> [Document extract]
First, thanks for your submission.  Also the inclusion of patches is
most rare and very nice to see.  However, I disagree that this
functionality should exist in chmod.

While it is possible and certainly your supplied patch proves it this
is not in the philosophy of UNIX as a modular set of commands.  The
functionality you wish to use already exists in the 'find' command.
There is no need to add it to every other command in the operating
system as well.  That would cause much code bloat.  It would also
complicate many commands and lead to more bugs due to the added
complexity.  Most commands would implement it differently.  Adding
this functionality to chmod would imply adding it to other unix
commands like chown, chgrp, touch, etc.

[My editorial remarks are that some other systems do little themselves
and mostly just launch commands.  In those systems every command
becomes a complete environment.  In those environments programs like
xtree become necessary but are rarely needed on UNIX.]

Fortunately this functionality already exists in UNIX in the find
command.  It implements file finding and directory traversal
operations and is very useful with most of the core UNIX commands such
as those in fileutils.

> [Written problem 1]
Does each statement agree with the reply about chmod? Answer yes or no, quoting the words of the reply that decide it.
(a) The requested functionality is already available in the find command.
(b) Adding the functionality to chmod would reduce bugs.
(c) Programs like xtree are often needed on UNIX.
> [Written problem 2]
Carry on writing the reply about chmod, starting after its last sentence.

> [Provided material]

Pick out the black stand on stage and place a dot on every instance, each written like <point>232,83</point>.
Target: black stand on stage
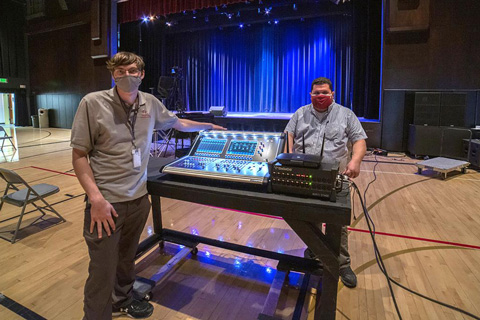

> [Exercise output 1]
(a) Yes: "The functionality you wish to use already exists in the 'find' command."
(b) No: "lead to more bugs due to the added complexity."
(c) No: "programs like xtree become necessary but are rarely needed on UNIX."

> [Exercise output 2]
Try using the following as the more normal UNIX method of doing what
you want.  This type of design allows UNIX to build functionality in a
modular way and to use it across all commands.

  find . -type d -print | xargs chmod g+s

This runs chmod only on directories below the current directory and
sets the setgid bit.  This works on all traditional UNIX systems.

You will find a corner case where filenames containing newlines do not
work since newlines are used to delimit filenames for the xargs
command.  The GNU versions of these commands extend the functionality
to work with filenames that contain newlines as well.  Using the more
modern extension -print0 and -0 functionality the filenames are zero
character delimited and therefore work with all valid UNIX filesystem
filenames.  This works only with the GNU and other modern versions
which include this functionality.  But it is more robust than the
classic method and I recommend it when strict intersystem portability
is not required.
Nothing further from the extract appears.